Text provided.
## begin
Practical initialization of the Nelder–Mead method for computationally expensive optimization problems

Abstract

Black-box optimization (BBO) algorithms are widely employed by practitioners to address computationally expensive real-world problems such as automatic tuning of machine learning models and evacuation route planning. The Nelder–Mead (NM) method is a well-known local search heuristic for BBO that has been applied to solve many real-world problems from way back because of its promising performance. However, this method has a strong dependence on initialization due to its local search tendency. Nevertheless, a discussion on the proper initialization of the NM method is limited to the recent study by Wessing (Optim Lett 13(4):847–856, 2019), which is solely based on an analysis using the simple sphere function. In this study, we take a further step to improve Wessing’s result by massively investigating how the initialization affects the search performance in views of the initial simplex size and shape and a constraint handling method that is employed on 24 BBO benchmarking problems. Based on the numerical results, we present the empirical best practice for the initialization of the NM method for cases involving a limited evaluation budget.

1 Introduction

Black-box optimization (BBO) is an approach for optimizing an objective function without any information regarding the analytic form and gradient of the objective. This approach has been applied to important real-world problems, including automatic tuning of machine learning models [2, 18] and evacuation route planning [21]. In such real-world problems, it is generally important to obtain a promising solution with a limited evaluation budget because their objective functions usually involve computationally expensive operations, such as training of deep neural networks and crowd evacuation simulations.
## end
Dataset excerpts.
## begin
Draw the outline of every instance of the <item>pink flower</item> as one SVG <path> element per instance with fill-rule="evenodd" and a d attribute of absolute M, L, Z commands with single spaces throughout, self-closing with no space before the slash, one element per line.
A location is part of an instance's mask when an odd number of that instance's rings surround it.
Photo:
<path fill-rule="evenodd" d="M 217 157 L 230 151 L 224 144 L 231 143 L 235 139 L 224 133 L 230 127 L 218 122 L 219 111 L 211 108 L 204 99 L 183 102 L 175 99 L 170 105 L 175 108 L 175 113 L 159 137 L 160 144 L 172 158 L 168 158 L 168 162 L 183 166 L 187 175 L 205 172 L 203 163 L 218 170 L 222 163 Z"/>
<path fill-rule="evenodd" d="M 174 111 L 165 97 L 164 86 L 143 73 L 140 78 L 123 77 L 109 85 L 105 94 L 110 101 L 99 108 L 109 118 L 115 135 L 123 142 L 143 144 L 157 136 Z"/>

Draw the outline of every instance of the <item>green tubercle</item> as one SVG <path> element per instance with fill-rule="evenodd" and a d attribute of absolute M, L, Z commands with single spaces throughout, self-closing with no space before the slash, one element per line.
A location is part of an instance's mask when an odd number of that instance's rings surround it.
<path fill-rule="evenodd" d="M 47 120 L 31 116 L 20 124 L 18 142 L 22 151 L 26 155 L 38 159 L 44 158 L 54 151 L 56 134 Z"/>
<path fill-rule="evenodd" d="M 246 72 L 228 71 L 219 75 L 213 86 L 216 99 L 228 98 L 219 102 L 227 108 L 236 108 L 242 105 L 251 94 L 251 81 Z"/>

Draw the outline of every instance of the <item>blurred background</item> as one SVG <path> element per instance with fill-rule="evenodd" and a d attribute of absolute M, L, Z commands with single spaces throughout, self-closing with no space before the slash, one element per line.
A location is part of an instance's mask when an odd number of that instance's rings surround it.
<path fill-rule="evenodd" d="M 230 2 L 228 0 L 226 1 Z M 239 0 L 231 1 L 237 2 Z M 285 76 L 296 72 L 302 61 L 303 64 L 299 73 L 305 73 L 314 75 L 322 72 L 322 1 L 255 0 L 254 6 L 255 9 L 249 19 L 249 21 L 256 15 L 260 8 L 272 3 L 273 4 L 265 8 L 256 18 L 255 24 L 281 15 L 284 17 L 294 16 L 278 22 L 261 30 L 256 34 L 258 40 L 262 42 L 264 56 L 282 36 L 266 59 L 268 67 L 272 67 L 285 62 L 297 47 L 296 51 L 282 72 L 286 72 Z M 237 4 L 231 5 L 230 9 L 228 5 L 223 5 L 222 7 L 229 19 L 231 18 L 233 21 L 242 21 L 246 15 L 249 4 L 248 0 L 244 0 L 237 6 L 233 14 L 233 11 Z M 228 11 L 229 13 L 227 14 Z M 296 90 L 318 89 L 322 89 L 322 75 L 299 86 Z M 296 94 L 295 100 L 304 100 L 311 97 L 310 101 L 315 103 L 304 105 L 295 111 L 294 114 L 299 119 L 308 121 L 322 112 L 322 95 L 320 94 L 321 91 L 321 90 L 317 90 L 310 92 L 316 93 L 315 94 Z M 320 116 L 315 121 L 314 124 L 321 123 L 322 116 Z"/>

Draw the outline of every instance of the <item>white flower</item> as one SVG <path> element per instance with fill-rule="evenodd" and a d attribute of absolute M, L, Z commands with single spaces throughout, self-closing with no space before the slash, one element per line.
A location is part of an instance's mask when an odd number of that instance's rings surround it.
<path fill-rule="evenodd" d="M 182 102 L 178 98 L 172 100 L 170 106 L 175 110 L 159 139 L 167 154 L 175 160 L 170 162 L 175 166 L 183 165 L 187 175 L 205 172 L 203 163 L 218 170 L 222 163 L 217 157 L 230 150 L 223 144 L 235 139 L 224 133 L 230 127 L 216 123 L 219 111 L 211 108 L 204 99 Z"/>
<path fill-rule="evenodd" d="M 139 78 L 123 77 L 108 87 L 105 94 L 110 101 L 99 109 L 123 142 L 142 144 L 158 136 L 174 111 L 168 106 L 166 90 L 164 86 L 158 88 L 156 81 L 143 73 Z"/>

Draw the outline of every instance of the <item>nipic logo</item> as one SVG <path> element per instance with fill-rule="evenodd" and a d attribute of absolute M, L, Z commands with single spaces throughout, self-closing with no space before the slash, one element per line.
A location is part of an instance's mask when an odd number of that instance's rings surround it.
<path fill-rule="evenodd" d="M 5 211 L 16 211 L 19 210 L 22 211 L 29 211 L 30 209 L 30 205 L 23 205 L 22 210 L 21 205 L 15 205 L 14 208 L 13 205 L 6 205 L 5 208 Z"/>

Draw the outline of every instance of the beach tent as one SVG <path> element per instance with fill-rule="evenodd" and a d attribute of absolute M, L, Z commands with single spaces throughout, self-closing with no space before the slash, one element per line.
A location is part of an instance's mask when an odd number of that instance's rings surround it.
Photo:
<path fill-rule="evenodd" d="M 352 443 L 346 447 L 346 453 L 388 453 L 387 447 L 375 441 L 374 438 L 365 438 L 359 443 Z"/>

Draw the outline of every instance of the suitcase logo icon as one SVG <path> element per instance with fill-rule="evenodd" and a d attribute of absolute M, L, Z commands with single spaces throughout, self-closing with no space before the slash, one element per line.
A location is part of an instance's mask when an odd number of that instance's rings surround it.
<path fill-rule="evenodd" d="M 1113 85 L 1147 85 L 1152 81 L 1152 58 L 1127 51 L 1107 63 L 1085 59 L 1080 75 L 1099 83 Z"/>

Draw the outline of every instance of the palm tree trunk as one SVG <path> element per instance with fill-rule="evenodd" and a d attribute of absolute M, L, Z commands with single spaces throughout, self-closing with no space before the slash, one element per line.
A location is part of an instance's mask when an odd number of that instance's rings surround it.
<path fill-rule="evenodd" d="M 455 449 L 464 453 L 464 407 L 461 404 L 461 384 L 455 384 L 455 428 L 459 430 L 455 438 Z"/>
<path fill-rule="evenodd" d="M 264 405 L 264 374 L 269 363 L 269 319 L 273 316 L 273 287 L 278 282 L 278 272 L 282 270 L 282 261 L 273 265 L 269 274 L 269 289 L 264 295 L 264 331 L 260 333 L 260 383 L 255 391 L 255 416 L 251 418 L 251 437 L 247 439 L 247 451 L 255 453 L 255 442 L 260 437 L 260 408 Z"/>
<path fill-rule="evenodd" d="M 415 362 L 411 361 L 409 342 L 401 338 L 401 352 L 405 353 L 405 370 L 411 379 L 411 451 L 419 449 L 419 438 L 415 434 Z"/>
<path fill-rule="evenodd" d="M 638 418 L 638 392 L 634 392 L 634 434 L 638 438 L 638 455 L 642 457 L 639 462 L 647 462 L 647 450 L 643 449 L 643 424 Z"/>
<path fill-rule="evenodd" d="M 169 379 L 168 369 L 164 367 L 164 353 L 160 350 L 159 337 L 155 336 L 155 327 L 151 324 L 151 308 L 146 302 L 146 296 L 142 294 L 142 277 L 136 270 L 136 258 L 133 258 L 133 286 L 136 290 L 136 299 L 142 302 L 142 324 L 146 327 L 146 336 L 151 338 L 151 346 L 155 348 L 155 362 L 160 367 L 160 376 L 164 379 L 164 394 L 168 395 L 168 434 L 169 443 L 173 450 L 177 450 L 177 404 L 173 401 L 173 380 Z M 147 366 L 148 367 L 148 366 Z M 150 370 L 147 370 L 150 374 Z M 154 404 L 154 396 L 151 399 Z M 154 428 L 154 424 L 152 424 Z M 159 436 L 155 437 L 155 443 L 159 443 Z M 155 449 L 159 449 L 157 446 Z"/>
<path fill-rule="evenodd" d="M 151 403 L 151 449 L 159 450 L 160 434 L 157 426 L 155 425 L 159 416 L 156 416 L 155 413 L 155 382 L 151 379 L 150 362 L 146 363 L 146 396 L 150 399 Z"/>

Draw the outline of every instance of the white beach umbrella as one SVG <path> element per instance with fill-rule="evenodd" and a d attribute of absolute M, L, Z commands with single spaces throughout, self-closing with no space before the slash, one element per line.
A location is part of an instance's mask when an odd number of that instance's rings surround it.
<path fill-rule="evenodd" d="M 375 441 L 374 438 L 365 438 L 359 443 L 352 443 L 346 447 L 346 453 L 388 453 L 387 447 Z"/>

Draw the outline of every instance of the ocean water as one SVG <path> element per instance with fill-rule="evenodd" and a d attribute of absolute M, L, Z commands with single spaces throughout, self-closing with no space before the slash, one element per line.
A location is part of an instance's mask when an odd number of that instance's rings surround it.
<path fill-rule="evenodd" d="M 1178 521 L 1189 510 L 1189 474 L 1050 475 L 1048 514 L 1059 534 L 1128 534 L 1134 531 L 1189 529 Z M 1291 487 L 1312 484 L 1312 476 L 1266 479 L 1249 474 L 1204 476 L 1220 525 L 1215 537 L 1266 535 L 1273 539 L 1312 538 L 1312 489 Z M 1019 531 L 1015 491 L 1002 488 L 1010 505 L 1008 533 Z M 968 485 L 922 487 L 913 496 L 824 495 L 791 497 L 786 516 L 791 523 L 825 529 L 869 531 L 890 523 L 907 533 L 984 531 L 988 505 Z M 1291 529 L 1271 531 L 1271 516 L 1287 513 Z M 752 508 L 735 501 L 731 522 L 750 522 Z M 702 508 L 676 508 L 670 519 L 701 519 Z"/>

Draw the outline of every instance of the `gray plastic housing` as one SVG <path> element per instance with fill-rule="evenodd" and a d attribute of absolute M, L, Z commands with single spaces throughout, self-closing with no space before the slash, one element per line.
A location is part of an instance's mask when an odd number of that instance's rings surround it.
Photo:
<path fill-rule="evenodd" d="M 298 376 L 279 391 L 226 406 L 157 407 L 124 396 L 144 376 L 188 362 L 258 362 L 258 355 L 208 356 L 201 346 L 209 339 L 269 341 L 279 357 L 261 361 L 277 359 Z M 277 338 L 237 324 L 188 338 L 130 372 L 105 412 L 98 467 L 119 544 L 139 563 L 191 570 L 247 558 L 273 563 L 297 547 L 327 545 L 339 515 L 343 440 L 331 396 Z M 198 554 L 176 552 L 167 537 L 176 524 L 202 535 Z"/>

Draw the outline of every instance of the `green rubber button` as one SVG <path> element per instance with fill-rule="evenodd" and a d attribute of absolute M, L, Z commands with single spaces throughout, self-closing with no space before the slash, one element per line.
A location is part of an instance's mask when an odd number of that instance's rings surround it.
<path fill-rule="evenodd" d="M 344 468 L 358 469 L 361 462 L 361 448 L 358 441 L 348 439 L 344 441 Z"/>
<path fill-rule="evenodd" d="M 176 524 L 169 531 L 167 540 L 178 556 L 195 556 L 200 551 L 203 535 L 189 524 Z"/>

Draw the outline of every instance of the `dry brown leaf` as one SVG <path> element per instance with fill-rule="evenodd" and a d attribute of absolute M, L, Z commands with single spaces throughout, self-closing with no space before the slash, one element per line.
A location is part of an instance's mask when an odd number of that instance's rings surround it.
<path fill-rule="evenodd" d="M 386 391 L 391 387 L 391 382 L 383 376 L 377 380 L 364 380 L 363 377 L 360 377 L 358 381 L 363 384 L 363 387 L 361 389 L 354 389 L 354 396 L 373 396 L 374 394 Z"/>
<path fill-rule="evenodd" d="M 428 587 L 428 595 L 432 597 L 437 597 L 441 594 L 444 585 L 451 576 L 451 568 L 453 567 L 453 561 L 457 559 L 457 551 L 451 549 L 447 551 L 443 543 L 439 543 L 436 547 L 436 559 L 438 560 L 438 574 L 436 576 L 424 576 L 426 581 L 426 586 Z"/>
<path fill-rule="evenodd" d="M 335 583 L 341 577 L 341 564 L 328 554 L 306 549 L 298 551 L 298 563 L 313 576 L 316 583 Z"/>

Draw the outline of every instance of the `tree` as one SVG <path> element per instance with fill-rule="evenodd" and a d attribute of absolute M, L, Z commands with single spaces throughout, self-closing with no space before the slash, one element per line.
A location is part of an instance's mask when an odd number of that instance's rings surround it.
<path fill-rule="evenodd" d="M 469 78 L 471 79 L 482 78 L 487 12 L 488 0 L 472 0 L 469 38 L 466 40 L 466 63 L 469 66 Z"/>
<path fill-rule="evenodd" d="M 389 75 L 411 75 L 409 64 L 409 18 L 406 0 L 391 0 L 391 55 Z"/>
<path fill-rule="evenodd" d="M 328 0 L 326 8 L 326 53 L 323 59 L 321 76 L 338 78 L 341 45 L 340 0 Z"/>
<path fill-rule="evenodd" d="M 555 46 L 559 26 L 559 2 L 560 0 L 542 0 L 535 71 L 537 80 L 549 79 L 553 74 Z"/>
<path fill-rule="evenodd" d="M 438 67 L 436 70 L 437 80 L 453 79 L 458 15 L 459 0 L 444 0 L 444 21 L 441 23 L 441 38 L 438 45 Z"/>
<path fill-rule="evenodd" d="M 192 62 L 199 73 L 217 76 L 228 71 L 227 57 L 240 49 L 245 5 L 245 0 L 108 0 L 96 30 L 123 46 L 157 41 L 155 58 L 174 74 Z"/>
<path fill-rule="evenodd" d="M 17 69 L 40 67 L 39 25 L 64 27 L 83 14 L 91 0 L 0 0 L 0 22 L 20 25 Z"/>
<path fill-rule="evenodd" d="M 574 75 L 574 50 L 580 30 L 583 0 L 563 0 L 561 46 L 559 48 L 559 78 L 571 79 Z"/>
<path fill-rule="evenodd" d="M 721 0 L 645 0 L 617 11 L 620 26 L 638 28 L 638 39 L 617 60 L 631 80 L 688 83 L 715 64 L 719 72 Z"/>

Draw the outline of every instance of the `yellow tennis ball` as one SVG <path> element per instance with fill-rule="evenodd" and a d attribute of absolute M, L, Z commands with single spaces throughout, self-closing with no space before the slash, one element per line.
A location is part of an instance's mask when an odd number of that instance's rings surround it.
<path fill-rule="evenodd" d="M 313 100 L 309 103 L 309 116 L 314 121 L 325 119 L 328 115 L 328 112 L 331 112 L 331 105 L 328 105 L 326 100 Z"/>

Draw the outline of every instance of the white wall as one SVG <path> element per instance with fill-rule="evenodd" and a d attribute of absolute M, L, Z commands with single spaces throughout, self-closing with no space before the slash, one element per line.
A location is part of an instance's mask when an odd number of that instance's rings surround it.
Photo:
## end
Requirements.
[1] Decide whether each statement agrees with the Nelder–Mead article. Answer yes or no for each and quote the words that settle it.
(a) The article describes the Nelder–Mead method as a global search heuristic.
(b) Wessing's earlier study based its analysis only on the sphere function.
(c) The investigation covers 24 benchmarking problems.
[2] Turn the paragraph of the Nelder–Mead article that opens with "Black-box optimization (BBO) is an approach" into a short bulleted list that keeps its main facts.
[3] Carry on writing the Nelder–Mead article, starting right after its final sentence.
The entries above are separate material and have no connection to the Nelder–Mead article.

In response.
[1]
(a) No: "a well-known local search heuristic for BBO"
(b) Yes: "which is solely based on an analysis using the simple sphere function"
(c) Yes: "employed on 24 BBO benchmarking problems"

[2]
- Black-box optimization (BBO) optimizes an objective function without knowing its analytic form or gradient.
- It has been applied to real-world problems such as automatic tuning of machine learning models and evacuation route planning.
- In these problems the objective functions usually involve computationally expensive operations, such as training deep neural networks and running crowd evacuation simulations.
- A promising solution therefore has to be found within a limited evaluation budget.

[3]
The Nelder–Mead (NM) method [17] is a local search heuristic that uses a simplex, and it has been used to solve BBO problems for more than half a century. This method converges quickly with a relatively small number of function evaluations; thus, it can achieve preferable results for computationally expensive problems, such as the automatic tuning of machine learning models [18]. However, it is empirically known that the search performance of the NM method strongly depends on initialization, which concerns the generation of the initial simplex. Therefore, to achieve good optimization results, it is crucial to provide proper initialization. However, there has been only a very limited discussion on the proper initialization of the NM method so far.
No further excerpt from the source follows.